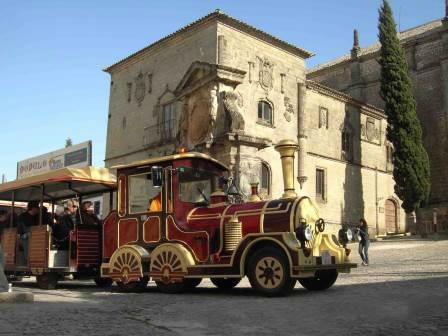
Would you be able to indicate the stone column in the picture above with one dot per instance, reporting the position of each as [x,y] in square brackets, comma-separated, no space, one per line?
[301,133]
[287,148]
[3,280]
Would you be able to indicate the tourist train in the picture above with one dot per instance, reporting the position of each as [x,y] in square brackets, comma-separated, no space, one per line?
[180,219]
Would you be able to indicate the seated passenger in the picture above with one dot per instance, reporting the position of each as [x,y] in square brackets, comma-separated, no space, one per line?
[24,222]
[61,229]
[155,203]
[87,216]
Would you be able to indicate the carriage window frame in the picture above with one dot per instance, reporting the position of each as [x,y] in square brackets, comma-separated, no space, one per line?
[148,197]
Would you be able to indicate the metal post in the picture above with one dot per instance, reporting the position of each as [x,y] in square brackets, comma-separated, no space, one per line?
[42,191]
[11,217]
[376,202]
[111,200]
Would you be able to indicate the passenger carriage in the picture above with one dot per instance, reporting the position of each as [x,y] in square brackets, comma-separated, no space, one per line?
[46,260]
[195,232]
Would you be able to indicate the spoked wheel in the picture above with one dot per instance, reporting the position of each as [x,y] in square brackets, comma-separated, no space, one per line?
[268,272]
[47,280]
[321,281]
[225,283]
[133,286]
[191,283]
[103,282]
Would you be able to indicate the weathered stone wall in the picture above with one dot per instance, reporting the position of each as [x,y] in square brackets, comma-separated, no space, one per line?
[426,49]
[166,65]
[353,183]
[267,73]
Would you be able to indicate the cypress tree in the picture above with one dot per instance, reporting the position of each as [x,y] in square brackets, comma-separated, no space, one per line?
[411,162]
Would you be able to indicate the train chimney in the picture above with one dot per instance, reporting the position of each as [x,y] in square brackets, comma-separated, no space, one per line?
[287,148]
[254,197]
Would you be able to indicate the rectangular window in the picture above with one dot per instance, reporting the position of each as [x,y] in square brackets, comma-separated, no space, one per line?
[389,153]
[346,145]
[168,121]
[320,184]
[323,117]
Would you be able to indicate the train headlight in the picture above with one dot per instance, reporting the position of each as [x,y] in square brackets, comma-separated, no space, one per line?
[304,233]
[307,233]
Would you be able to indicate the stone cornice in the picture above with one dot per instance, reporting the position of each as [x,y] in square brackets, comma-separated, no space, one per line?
[211,72]
[213,17]
[365,108]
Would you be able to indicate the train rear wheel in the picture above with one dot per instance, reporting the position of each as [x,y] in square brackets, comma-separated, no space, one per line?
[133,286]
[268,272]
[321,281]
[225,283]
[47,280]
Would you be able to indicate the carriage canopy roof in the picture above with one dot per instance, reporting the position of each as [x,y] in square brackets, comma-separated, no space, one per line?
[59,184]
[188,155]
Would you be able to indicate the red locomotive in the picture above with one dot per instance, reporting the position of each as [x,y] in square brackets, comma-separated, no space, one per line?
[175,225]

● Your objective: The entries are to be written out again exactly, without their pictures.

● Reply to the task:
Would you be able to indicate the stone column in the picture above with one dot per instance, reporting the position of each as [x,y] in square brackets, comma-separated, no space, one per line?
[301,133]
[287,148]
[3,280]
Would you be able to indicate the tourist train in the picture above with one dot per instance, reporting the position of each as [x,y] in square brackets, comma-separated, no space, one per line?
[180,219]
Would you be able to indicate the seated passenger in the picture above with one dot per instance, reporting the position of each as [x,y] in square brackets, comma-separated, no space, one per line?
[24,222]
[61,229]
[155,203]
[87,216]
Would you be able to indicate the carriage window frame in the picture above with one dot per instance, reporting the position of each as [x,y] in square brackets, comma-separated, no space, one per line?
[148,197]
Would you be able to indicate the metal post in the picture above with one dot per instance, reporting the position of each as [x,y] in square brackets, comma-separated, no space, one per line?
[42,191]
[11,217]
[376,202]
[111,200]
Would you be able to indicate the passenger carriage in the picture above with one dot per instance, reporting the position of each as [x,y] in square brackets, comma-separated, no space, one per line?
[46,260]
[195,232]
Would you be able to indicate the spoked wheel in the picture above with one dot per instance, reporting the position of each as [x,y] in square brackets, comma-separated, no space, one per line?
[268,272]
[47,280]
[321,281]
[225,283]
[133,286]
[191,283]
[103,282]
Would you be able to indicate the weathered stone wall in the picture above with one dot per instance, reporting the position of each as [x,y] in square brackets, comma-separated, no space, one per line?
[426,49]
[166,65]
[353,183]
[267,73]
Would you be able to indicate the cypress tree in the picture above with one dot per instance, reporting the position of each as [x,y] in square brackets, comma-separated, no space, one per line?
[411,162]
Would you be able to indicate the train chimney in the picture above with one dot per instance, reporting the position of each as [x,y] in square brackets, comma-separated, no space, one per line?
[287,148]
[254,197]
Would you be able to indicate the rectangular window in the picture above with one dot per instance, reporting the position of each as [x,y] in square brackets, comma-separated, no space, one per line?
[389,153]
[346,145]
[168,121]
[320,184]
[323,117]
Would you be able to indicate the train headlight in the picture above with one dot per instance, reporting the position of each as [x,y] in square brackets, comma-separated, no space, one per line?
[304,233]
[307,233]
Would you be able to indicate the stone cornice in the picture above with one dot per instance, reporting the position of each as [x,y] in square brackets, comma-separated, no space, one per line?
[211,72]
[213,17]
[365,108]
Would you be able to indicate the train rear wheel in the picture above with one dot per instance, reporting the position of each as [x,y] in square brackets, comma-separated, no space, one per line?
[133,286]
[268,272]
[321,281]
[225,283]
[47,280]
Would you be able to indicate the carriage canopy roof in the picture above with one dot per instance, reporting the position of each as [x,y] in square brackets, comma-separated, no space, one per line?
[59,184]
[188,155]
Would you be able to indicate the red locomotive in the picture above with one dot per instance, reporting the position of each as [x,y] in square brackets, comma-separated, no space, one per line?
[175,225]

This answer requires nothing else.